## BEGIN Records to process
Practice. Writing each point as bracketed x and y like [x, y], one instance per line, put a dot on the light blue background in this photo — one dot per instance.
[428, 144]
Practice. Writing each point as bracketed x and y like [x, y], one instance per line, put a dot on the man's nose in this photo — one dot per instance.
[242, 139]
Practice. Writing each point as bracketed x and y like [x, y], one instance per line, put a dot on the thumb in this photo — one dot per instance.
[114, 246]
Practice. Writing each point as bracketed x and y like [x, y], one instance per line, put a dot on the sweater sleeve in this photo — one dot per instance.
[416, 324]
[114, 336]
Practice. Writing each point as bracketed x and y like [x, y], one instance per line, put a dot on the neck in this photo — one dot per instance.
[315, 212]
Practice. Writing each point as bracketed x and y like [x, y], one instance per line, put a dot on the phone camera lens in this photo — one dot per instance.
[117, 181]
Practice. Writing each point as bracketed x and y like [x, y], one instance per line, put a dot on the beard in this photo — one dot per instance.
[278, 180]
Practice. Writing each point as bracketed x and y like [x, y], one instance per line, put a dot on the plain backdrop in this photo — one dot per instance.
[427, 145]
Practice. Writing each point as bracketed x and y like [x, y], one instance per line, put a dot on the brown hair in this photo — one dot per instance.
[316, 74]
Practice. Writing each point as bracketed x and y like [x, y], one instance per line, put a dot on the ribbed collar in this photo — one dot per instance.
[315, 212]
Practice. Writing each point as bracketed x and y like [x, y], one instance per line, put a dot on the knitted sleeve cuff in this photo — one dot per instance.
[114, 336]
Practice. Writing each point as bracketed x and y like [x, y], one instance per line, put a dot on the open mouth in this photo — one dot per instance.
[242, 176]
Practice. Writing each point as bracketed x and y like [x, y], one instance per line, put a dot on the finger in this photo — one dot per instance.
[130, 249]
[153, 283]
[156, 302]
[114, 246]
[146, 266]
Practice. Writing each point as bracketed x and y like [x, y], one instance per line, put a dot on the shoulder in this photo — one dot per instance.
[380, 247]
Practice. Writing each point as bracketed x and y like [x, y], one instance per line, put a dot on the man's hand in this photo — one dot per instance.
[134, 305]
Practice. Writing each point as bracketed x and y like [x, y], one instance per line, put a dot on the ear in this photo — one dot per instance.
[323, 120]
## END Records to process
> Task instructions:
Can you quote, word for word, the lines of the material above from the line with "on the knitted" up to and including the last line of the material?

> Output of the exercise:
Practice. Writing each point as bracketed x and y like [x, y], one instance per line, put a dot on the knitted sleeve cuff in this photo — one dot per instance.
[114, 336]
Practice. Writing each point as bracketed x and y like [x, y], one instance per line, put a dot on the open mouth in this photo — one dot per instance.
[242, 176]
Practice. Writing each point as bracketed x and y like [x, y], one instance per line, put a dot on the finger in this photo — one dot per instance.
[130, 249]
[153, 283]
[156, 302]
[114, 246]
[146, 266]
Practice. Writing each point as bracketed x and y like [x, y], one instance per line, put a dot on the shoulder in this photo — one dot per instance.
[380, 247]
Practice. Writing each point as bracketed x and y like [x, y], one instance per line, put a dot on the man's hand in this photo — one dot per instance.
[134, 305]
Practice. Writing each point as bracketed x and y like [x, y], one instance per line, put a dot on the ear in this photo — one dot per instance.
[323, 120]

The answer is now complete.